* **YOUR TASK**: Determine how many lines of the records below contain the string "concrete". Give only the number.

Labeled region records
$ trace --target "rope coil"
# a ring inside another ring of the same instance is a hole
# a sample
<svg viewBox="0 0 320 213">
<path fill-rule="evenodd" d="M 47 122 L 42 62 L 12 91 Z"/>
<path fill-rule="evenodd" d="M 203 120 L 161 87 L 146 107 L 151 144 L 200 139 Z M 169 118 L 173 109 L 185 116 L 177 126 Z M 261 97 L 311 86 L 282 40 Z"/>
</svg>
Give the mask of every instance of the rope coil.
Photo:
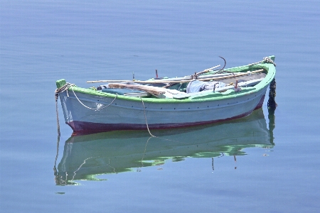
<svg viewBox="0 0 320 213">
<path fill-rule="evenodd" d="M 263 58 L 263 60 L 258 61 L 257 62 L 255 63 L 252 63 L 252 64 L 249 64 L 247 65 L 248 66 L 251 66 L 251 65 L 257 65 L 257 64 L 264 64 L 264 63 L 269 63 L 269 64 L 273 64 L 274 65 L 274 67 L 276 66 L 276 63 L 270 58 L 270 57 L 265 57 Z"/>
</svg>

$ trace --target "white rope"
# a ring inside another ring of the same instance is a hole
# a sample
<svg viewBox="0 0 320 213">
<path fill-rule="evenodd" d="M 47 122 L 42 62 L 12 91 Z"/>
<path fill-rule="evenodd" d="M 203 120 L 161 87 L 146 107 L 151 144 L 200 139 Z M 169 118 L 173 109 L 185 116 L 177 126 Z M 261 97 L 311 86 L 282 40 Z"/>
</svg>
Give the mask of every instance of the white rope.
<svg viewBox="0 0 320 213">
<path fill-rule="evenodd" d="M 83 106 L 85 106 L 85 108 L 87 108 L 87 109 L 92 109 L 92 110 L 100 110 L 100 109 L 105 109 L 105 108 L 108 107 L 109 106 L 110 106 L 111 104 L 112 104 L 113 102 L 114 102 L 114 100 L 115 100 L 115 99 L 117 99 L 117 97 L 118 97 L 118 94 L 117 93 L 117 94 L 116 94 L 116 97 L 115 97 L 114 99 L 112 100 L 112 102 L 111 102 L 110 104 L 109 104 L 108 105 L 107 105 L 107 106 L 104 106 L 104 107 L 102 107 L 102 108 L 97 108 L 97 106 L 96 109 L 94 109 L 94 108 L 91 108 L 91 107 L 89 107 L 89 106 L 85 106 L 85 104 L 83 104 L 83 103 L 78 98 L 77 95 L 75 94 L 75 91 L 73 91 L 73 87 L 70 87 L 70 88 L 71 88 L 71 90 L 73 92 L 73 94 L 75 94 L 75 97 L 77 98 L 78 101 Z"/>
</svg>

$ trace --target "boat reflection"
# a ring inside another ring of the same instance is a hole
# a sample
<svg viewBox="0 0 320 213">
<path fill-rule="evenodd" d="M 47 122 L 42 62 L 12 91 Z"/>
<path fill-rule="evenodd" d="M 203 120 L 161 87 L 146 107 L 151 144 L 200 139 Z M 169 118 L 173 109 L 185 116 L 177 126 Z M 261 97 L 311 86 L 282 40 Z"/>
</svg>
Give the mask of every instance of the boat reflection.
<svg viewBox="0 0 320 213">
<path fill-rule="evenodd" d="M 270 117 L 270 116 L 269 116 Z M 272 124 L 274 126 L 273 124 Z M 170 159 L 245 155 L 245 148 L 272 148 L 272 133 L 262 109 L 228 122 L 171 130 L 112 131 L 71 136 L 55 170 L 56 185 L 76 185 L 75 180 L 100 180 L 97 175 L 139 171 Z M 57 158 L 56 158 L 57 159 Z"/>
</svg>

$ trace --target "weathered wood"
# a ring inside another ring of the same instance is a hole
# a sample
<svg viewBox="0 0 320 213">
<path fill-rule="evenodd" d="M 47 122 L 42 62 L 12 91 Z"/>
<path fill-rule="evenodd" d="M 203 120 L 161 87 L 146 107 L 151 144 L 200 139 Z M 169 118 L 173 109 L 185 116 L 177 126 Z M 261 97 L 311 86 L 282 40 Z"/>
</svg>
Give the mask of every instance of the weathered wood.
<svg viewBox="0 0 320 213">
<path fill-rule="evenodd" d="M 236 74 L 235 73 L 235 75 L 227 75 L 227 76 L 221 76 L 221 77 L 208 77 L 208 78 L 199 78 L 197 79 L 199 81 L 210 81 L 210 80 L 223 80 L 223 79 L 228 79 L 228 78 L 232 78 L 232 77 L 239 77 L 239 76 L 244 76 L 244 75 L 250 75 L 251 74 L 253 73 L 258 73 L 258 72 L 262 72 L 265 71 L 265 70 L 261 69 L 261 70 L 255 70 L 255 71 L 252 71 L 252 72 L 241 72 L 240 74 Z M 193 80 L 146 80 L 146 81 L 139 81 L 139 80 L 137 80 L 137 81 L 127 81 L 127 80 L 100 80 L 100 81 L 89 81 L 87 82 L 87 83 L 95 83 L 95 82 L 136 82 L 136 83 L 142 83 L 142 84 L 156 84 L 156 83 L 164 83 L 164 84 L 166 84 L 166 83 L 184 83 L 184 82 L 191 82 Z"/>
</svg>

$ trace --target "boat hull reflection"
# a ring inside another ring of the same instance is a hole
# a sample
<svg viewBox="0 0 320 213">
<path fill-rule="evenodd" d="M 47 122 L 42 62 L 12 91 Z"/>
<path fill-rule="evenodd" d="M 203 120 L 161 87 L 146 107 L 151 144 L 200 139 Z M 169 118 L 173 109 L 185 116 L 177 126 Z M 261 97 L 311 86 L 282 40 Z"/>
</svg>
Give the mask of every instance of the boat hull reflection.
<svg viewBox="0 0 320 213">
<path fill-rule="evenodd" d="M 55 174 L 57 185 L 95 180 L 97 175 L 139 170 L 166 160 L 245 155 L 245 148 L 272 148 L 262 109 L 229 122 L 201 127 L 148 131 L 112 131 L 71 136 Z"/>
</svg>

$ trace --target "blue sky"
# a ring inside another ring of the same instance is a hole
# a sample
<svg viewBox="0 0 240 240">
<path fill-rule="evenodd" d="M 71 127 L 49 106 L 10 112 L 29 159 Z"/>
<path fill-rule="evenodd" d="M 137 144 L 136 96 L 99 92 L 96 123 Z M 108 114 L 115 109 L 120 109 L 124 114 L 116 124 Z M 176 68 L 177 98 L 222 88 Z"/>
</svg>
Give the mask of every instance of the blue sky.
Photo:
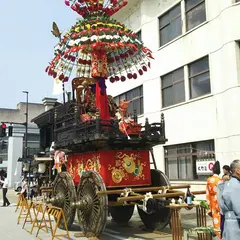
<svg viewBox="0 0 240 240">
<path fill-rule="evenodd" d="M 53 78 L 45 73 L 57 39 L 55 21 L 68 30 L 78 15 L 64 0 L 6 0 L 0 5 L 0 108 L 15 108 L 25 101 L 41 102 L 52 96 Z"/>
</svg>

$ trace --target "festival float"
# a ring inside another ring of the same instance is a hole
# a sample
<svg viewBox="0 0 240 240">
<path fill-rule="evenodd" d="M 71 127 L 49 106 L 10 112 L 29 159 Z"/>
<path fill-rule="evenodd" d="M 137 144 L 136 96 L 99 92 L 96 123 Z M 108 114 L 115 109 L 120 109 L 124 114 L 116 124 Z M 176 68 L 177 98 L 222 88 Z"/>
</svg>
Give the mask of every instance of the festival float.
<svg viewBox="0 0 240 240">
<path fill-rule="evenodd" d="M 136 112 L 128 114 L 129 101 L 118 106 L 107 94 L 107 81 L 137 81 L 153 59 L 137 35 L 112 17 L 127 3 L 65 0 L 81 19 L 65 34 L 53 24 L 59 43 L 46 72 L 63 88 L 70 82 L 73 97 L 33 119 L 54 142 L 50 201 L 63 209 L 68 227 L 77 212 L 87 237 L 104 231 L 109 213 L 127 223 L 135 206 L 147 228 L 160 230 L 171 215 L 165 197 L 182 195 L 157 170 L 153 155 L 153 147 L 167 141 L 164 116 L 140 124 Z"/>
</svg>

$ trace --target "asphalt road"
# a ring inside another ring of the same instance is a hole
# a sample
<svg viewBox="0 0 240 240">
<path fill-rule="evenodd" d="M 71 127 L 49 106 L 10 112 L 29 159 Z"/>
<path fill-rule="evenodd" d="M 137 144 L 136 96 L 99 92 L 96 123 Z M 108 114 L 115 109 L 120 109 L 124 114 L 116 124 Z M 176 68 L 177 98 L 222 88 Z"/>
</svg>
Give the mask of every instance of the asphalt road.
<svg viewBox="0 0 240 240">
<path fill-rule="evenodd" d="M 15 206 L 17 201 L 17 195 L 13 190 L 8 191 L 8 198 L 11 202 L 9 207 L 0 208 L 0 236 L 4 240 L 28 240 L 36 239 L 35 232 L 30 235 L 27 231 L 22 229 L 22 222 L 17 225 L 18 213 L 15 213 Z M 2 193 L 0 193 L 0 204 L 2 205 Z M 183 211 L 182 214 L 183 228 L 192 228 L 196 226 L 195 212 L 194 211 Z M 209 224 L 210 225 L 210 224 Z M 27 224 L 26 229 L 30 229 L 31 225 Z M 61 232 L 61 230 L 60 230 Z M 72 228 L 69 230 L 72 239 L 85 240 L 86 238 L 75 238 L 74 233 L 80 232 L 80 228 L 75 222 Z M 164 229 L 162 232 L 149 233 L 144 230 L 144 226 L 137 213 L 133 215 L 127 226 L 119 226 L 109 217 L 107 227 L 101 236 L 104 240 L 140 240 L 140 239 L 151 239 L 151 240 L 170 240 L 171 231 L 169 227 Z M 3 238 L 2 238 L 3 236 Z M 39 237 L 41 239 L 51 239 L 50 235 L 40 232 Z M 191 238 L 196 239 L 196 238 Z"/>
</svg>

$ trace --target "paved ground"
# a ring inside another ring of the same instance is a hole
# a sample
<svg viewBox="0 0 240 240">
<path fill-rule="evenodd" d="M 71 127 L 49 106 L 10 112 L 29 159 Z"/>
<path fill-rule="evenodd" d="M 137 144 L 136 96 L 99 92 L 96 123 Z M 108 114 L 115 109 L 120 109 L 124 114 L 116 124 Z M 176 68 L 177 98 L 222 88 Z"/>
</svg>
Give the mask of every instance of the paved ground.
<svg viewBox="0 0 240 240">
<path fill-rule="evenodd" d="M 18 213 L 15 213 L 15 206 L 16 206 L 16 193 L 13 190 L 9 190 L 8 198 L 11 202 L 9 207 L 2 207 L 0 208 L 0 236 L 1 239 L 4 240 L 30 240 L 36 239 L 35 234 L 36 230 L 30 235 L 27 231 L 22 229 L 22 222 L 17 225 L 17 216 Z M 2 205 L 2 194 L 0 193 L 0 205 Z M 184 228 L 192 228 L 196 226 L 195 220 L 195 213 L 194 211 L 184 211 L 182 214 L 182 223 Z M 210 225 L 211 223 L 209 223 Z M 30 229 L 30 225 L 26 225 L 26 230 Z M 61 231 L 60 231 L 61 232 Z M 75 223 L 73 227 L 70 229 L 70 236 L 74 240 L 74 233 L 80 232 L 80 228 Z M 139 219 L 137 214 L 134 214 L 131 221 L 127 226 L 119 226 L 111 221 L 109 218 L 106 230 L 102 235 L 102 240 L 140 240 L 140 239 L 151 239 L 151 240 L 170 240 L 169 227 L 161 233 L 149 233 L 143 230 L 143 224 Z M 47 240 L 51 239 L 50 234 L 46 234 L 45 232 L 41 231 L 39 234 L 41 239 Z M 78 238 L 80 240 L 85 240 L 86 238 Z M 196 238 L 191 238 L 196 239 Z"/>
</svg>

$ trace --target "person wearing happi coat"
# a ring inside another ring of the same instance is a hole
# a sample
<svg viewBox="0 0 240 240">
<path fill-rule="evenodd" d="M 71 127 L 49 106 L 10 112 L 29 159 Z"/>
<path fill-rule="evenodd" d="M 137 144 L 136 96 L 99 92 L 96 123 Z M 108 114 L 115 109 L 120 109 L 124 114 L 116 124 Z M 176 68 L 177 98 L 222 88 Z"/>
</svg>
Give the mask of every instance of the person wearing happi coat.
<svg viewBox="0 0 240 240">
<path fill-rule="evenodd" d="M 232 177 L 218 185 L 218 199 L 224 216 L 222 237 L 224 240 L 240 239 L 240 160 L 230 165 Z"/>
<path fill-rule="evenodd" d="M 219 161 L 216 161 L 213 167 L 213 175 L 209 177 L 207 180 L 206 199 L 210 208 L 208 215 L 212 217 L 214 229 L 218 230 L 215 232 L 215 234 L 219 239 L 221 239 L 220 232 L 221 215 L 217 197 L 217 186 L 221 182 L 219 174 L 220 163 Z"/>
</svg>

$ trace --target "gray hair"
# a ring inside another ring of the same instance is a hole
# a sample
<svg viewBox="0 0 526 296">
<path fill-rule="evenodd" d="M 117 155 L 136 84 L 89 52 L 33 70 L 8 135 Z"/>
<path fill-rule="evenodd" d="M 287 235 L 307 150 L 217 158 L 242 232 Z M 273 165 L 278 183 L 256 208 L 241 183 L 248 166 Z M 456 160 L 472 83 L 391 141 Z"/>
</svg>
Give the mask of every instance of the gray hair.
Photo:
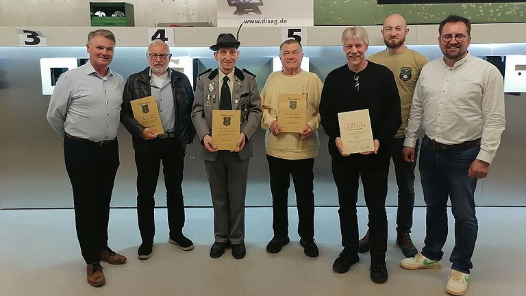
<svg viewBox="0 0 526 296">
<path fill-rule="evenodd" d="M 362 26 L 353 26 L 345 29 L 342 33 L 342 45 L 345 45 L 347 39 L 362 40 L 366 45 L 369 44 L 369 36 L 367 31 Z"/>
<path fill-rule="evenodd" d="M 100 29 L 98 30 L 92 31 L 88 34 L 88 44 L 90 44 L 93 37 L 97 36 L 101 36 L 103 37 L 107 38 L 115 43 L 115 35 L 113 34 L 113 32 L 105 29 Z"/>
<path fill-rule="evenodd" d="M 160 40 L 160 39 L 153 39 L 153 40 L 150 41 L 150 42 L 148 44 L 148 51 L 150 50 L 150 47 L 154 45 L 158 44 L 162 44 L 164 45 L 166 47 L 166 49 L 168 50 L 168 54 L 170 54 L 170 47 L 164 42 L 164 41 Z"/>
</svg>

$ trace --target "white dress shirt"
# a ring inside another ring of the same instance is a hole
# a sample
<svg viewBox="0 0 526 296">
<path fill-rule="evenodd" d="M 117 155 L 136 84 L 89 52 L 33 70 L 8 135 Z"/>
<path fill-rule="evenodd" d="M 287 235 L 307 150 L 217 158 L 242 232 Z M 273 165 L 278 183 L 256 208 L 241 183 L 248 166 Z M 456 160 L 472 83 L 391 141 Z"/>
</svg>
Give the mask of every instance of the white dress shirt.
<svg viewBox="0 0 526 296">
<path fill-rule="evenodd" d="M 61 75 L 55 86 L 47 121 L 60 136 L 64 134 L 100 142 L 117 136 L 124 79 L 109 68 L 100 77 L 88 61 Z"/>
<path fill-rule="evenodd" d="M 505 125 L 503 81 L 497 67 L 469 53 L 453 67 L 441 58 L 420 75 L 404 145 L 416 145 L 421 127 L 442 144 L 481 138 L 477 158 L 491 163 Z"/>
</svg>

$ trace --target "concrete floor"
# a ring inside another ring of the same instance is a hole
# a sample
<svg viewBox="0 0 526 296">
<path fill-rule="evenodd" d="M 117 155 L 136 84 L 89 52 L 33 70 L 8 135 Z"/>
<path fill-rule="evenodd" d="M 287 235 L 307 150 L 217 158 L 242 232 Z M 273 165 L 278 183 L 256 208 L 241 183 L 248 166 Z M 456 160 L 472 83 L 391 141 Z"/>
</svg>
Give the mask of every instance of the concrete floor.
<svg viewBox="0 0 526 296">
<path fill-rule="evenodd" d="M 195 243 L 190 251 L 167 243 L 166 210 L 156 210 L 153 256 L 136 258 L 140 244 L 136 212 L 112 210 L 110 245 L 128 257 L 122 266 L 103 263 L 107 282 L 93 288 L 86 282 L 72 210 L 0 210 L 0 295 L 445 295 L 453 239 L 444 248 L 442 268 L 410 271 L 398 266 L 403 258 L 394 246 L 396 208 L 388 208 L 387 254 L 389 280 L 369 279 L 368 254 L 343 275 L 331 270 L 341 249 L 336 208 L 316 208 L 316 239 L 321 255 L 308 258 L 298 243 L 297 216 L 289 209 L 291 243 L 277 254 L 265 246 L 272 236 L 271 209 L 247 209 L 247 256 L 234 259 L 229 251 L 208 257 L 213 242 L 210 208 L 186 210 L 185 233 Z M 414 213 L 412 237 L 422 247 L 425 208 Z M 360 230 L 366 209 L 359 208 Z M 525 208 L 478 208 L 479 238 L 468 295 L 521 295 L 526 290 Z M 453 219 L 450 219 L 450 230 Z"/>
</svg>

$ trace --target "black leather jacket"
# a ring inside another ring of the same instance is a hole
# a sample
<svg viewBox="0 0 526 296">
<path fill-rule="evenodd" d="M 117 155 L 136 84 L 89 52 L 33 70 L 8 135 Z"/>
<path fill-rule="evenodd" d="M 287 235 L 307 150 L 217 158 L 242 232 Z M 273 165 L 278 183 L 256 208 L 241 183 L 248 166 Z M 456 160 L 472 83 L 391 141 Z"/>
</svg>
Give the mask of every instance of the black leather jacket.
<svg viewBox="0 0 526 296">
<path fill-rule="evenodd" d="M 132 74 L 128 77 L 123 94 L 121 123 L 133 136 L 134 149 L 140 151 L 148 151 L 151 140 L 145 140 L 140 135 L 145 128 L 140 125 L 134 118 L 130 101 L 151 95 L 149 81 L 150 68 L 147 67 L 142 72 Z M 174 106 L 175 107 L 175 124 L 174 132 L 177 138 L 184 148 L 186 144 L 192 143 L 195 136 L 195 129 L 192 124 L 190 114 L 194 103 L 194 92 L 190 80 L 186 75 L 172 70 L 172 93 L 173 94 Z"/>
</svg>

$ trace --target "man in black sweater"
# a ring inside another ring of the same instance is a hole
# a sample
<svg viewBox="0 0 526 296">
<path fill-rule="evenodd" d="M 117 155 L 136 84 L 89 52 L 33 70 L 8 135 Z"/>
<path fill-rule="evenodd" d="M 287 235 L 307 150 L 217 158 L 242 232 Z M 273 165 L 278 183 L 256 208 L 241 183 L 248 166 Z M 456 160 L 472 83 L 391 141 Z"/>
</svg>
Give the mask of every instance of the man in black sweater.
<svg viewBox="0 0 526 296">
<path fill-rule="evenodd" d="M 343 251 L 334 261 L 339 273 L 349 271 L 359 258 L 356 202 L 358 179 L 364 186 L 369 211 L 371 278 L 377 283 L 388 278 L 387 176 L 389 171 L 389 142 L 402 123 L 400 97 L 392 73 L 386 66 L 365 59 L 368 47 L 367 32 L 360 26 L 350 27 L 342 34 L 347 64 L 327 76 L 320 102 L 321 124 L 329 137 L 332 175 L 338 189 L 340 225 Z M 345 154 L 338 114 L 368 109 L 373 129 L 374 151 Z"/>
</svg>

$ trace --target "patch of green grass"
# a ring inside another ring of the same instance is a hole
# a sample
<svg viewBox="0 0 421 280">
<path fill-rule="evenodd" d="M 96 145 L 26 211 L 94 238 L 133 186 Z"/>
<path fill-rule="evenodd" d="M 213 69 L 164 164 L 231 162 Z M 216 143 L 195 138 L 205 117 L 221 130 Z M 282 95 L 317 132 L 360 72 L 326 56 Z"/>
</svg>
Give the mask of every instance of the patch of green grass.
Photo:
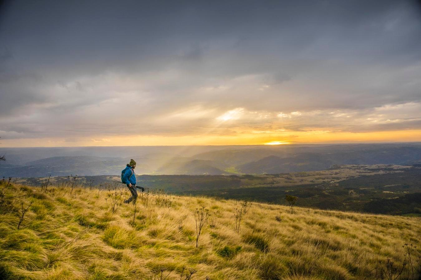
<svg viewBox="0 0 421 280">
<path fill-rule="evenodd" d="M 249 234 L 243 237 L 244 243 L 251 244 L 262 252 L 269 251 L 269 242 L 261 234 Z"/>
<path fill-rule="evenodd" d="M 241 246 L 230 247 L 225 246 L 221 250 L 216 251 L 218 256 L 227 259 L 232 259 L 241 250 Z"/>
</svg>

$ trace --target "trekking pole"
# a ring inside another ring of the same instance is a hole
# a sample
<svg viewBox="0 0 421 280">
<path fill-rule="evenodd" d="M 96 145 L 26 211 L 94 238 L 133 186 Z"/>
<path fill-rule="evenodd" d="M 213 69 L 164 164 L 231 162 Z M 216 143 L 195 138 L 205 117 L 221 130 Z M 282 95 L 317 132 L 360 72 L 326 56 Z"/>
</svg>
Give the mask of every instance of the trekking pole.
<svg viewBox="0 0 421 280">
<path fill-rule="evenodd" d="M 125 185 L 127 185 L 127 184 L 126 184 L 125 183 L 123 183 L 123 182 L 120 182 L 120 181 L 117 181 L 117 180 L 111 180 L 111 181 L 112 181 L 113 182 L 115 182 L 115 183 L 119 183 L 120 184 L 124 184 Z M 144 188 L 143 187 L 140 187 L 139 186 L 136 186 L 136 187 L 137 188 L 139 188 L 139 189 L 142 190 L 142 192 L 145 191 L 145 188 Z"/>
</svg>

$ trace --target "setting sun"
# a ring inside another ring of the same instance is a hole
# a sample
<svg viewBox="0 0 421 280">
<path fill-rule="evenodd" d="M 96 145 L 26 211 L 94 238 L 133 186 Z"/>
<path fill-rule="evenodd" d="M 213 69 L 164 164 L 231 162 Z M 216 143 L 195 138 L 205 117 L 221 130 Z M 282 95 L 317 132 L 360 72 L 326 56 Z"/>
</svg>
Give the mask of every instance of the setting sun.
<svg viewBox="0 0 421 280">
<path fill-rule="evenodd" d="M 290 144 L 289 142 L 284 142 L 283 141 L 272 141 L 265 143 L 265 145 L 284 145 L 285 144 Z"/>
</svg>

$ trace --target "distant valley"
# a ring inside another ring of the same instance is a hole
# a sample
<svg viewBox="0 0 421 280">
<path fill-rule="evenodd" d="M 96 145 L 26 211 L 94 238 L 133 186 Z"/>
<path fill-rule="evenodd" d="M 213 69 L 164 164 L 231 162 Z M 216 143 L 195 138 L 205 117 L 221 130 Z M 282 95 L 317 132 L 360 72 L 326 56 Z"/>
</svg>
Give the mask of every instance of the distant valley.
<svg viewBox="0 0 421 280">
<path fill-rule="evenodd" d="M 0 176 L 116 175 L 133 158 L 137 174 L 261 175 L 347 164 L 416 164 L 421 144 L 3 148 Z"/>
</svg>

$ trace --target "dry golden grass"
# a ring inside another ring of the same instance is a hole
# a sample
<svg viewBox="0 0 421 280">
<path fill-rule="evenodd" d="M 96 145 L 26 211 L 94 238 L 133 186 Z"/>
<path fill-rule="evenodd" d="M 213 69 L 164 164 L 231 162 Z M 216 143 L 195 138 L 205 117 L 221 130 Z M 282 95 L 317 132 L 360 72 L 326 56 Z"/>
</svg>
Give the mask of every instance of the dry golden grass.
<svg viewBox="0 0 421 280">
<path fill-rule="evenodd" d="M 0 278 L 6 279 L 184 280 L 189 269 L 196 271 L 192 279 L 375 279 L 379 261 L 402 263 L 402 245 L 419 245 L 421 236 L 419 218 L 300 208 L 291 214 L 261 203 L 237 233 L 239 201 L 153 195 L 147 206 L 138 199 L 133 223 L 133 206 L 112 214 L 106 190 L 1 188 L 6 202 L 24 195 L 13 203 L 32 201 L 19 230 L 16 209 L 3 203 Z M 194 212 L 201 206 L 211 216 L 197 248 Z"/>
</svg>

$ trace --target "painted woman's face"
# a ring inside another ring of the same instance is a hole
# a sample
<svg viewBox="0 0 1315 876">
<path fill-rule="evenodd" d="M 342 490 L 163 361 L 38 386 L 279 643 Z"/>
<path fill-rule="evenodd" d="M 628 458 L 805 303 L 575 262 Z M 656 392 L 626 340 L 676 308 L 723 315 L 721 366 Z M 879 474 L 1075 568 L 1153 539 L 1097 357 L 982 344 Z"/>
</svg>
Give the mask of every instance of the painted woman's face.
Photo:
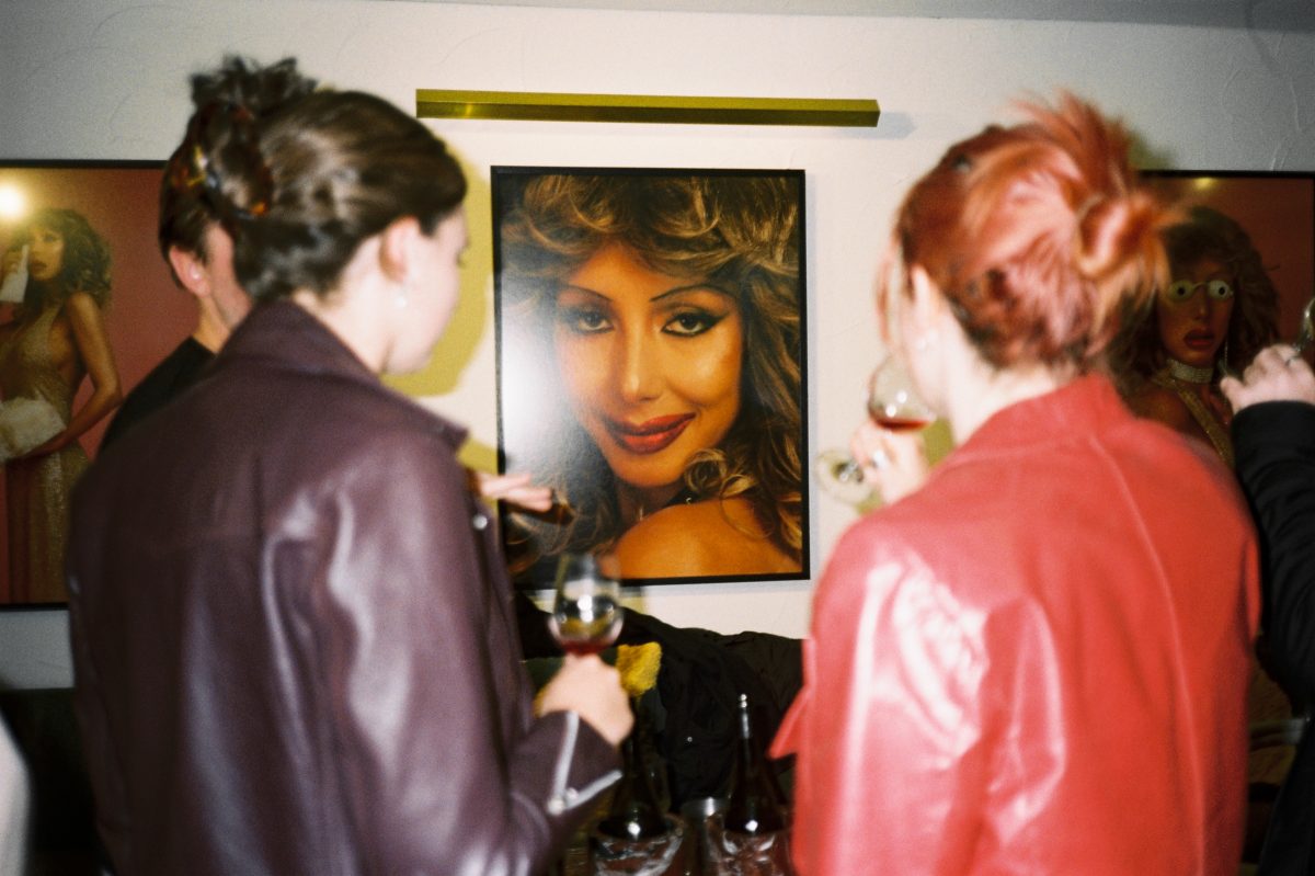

* **CORRECT OUTPUT**: 2